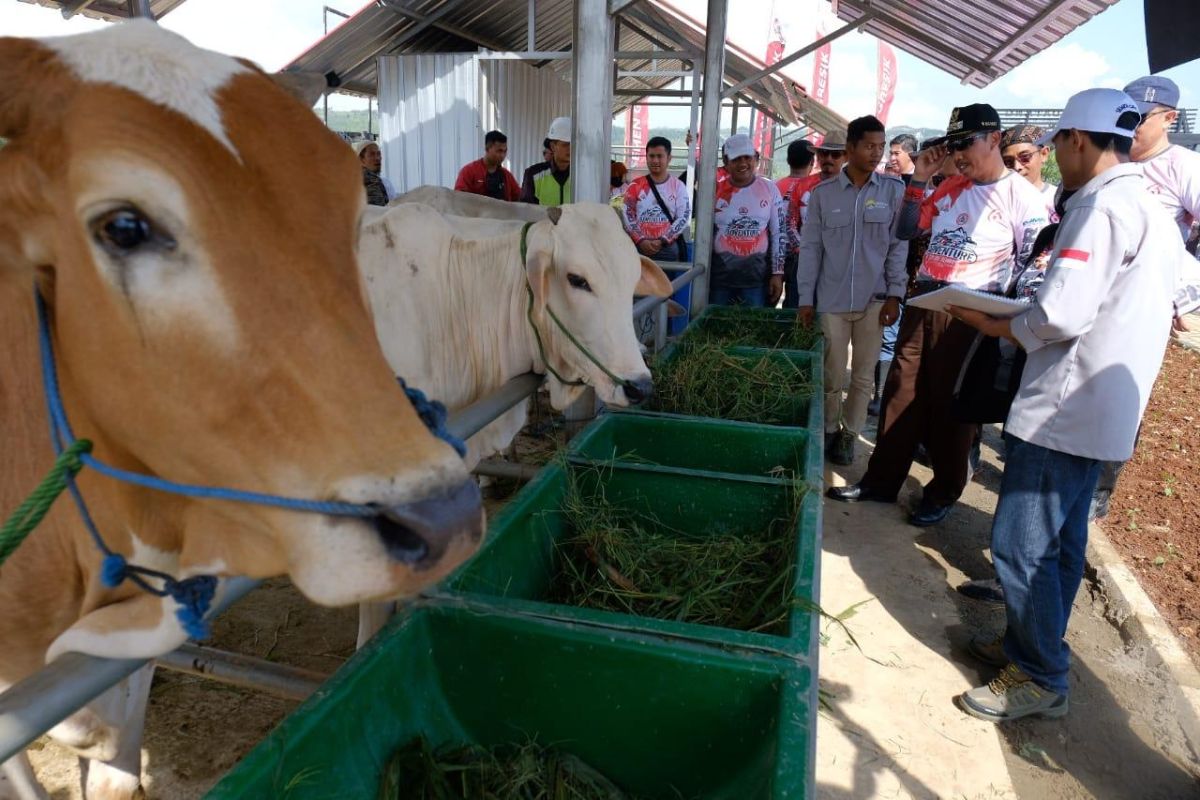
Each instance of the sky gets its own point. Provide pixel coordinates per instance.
(1110, 50)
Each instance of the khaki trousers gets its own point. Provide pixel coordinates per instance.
(855, 337)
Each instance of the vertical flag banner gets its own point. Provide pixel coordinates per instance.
(886, 82)
(765, 127)
(637, 136)
(820, 88)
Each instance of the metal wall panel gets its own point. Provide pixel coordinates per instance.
(436, 108)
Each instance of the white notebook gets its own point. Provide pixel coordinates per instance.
(952, 295)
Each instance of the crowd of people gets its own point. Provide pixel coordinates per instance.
(862, 224)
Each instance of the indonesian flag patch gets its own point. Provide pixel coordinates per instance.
(1072, 259)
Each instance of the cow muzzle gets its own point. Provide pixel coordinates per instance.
(418, 534)
(639, 390)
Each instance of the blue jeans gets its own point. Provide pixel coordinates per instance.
(1038, 536)
(755, 296)
(891, 334)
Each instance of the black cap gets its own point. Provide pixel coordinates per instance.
(969, 120)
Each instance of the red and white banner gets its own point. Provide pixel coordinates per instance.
(637, 134)
(765, 127)
(820, 88)
(886, 82)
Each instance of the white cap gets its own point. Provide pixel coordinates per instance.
(561, 130)
(738, 145)
(1096, 110)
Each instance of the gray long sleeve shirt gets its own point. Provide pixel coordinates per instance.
(850, 254)
(1098, 328)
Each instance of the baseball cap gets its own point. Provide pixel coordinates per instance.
(969, 120)
(1096, 110)
(738, 145)
(834, 142)
(561, 130)
(1020, 134)
(1151, 91)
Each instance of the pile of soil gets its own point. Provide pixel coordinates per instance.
(1155, 515)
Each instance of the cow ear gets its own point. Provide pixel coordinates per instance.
(305, 86)
(653, 282)
(29, 76)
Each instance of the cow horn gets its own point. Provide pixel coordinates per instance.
(305, 86)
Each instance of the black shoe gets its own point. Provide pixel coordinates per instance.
(929, 515)
(843, 452)
(856, 492)
(987, 590)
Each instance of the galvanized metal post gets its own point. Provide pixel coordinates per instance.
(592, 118)
(709, 131)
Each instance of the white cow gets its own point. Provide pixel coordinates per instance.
(460, 310)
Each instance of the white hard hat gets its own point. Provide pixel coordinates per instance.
(561, 130)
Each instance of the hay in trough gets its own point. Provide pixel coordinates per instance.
(621, 560)
(703, 379)
(509, 773)
(737, 325)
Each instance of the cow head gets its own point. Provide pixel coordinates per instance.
(582, 266)
(192, 228)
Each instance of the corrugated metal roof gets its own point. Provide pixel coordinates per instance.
(400, 26)
(976, 42)
(107, 10)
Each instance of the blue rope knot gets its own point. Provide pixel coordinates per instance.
(433, 415)
(193, 595)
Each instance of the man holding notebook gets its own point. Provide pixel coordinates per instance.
(982, 224)
(1095, 336)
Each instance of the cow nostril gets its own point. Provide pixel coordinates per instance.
(637, 391)
(402, 542)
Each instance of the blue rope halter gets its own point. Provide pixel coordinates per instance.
(195, 594)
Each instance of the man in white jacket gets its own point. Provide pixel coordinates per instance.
(1095, 336)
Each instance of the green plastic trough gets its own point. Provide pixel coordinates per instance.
(660, 719)
(769, 326)
(515, 570)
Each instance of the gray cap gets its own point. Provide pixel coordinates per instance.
(834, 140)
(1152, 91)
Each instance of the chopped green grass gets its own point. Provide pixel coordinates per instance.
(737, 325)
(625, 561)
(509, 773)
(703, 379)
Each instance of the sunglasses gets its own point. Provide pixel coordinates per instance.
(1024, 157)
(1157, 110)
(963, 144)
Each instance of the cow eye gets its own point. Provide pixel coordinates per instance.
(124, 230)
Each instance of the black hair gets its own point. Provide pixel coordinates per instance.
(659, 142)
(907, 142)
(799, 154)
(1115, 142)
(862, 126)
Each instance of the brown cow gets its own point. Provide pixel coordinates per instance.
(192, 228)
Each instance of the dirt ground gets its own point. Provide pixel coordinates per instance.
(1155, 515)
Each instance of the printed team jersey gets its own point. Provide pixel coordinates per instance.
(798, 206)
(1174, 178)
(981, 232)
(643, 216)
(747, 247)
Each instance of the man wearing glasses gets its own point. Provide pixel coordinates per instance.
(1020, 152)
(982, 224)
(1173, 173)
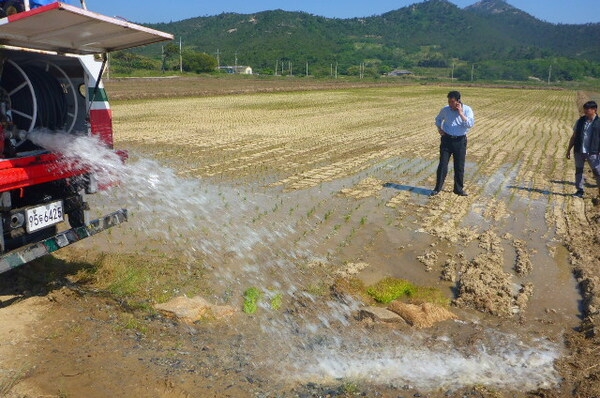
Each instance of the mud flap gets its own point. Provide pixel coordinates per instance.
(30, 252)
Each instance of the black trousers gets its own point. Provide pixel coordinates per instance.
(457, 148)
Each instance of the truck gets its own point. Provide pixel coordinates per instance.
(52, 59)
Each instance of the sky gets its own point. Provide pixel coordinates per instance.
(154, 11)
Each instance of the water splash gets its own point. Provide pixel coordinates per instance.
(197, 217)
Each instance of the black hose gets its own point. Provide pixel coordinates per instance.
(50, 97)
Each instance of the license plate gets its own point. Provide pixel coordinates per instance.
(44, 216)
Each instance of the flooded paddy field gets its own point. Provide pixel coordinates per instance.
(292, 193)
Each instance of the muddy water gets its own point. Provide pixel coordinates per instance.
(293, 234)
(291, 242)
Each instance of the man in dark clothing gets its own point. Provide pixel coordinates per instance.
(586, 141)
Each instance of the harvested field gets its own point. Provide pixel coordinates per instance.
(309, 196)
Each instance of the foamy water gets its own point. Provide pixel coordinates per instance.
(195, 217)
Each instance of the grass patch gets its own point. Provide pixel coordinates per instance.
(389, 289)
(251, 298)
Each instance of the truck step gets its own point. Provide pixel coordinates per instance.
(32, 251)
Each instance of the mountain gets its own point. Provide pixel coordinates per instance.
(431, 33)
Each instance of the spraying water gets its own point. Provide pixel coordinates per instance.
(199, 218)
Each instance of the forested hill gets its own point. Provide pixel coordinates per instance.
(434, 33)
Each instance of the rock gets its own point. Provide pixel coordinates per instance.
(193, 309)
(379, 314)
(421, 316)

### DIRECTIONS
Begin with the line containing "Each instance of the black trousers" and repeat each line exactly until the records above end.

### TASK ANSWER
Each instance of the black trousers gets its own point. Provide pixel coordinates per instance.
(457, 148)
Each instance of the truck gets its own point. Provide pixel coordinates per instance.
(52, 59)
Each instance of the sky gets its own point. Provide pixel coordinates per instance.
(154, 11)
Each instance of the water splash gets its own point. Provide pixel coordinates per instance.
(197, 217)
Each instance of the black hose gets its own point. Provide pixel coordinates per instance.
(50, 97)
Each instance of the license plate gets its own point. Provide pixel coordinates per instance.
(44, 216)
Each instance of the flooded paddy field gets its own point. Provide pixel coordinates per instance.
(292, 193)
Each instance of the muddy water gets its own point. Provide pixel coordinates per instance.
(293, 234)
(291, 242)
Each instance of the man in dark clothing gets its own point. Provide pixel coordinates per instance.
(586, 141)
Each instance of the harvested field gets its own point. Provide pixel coordinates per instance.
(309, 196)
Each instance of the foamy water gets its own point. Provide pixel coordinates per instance.
(195, 217)
Each instance of the grass patch gets its own point. Provide pixel coordinates per instance.
(389, 289)
(251, 298)
Each instance of the truck step gets its own point. Provide pixel coordinates per instance.
(32, 251)
Each instance of the mountain gets its own point. Provide pixel coordinates per instance.
(431, 33)
Each instance of the spraying water gets its own point. Provide pixel coordinates per instance.
(199, 218)
Each instance of the forested hill gets its own point. Provide pixel coordinates per instance.
(434, 33)
Each instance of the rock gets its own point. Provide pixel coordinates per instance.
(193, 309)
(379, 314)
(421, 316)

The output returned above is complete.